Exercise passage =
Washington Post national columnist and hamburger height fact-checker Philip Bump released a column on Thursday discussing what he considers to be the latest scandal plaguing the Republican Party: the use of the terms “Chinese Communist Party” and “CCP.”
Bump begins his confused diatribe by recalling that Florida Gov. Ron DeSantis used to sell campaign merchandise that read “Don’t Fauci my Florida,” but that turned into “critical race theory” and decrying everything ‘“woke,’ whatever that happened to mean on any given day.”
Eventually, in paragraph eight, Bump gets around to the article’s supposed subject, “During the GOP presidential primary debate on Wednesday, DeSantis didn’t use the word ‘woke’ once. (He also didn’t say ‘Fauci.’) But he did use another pejorative term: “CCP,” referring to the Chinese Communist Party. At another point, he referred to his opposition to ‘communist China.’ DeSantis has mentioned ‘CCP’ or Chinese communism six times since the beginning of August — and numerous times before that.”
However, even Bump can’t argue that nothing new is going on, “Criticizing China’s communism is by no means new in American politics, of course.” However, “this phrasing, the “CCP” iteration of that criticism, seems to be in vogue at the moment. How did that happen?”
Normal people would say it is a campaign season so candidates are talking about the challenges facing the country, but Bump had another explanation: Fox News, “As always, a useful way to answer such questions is to look at when it has been used on Fox News. Analysis of closed-captioning collected by the Internet Archive shows that use of ‘Chinese Communist Party’ or ‘CCP’ has been far more common on Fox News and Fox Business than on CNN and MSNBC. But there’s a clear point at which those references became more common: the start of the coronavirus pandemic in early 2020.”

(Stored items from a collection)
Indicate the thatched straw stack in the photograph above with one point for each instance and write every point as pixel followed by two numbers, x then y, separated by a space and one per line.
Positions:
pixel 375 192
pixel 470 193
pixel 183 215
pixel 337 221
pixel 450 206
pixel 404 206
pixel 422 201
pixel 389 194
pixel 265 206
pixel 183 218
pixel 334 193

Exercise aim =
In the article about Philip Bump's column, how many times has DeSantis mentioned "CCP" or Chinese communism since the beginning of August?

Solution to the exercise =
Six times.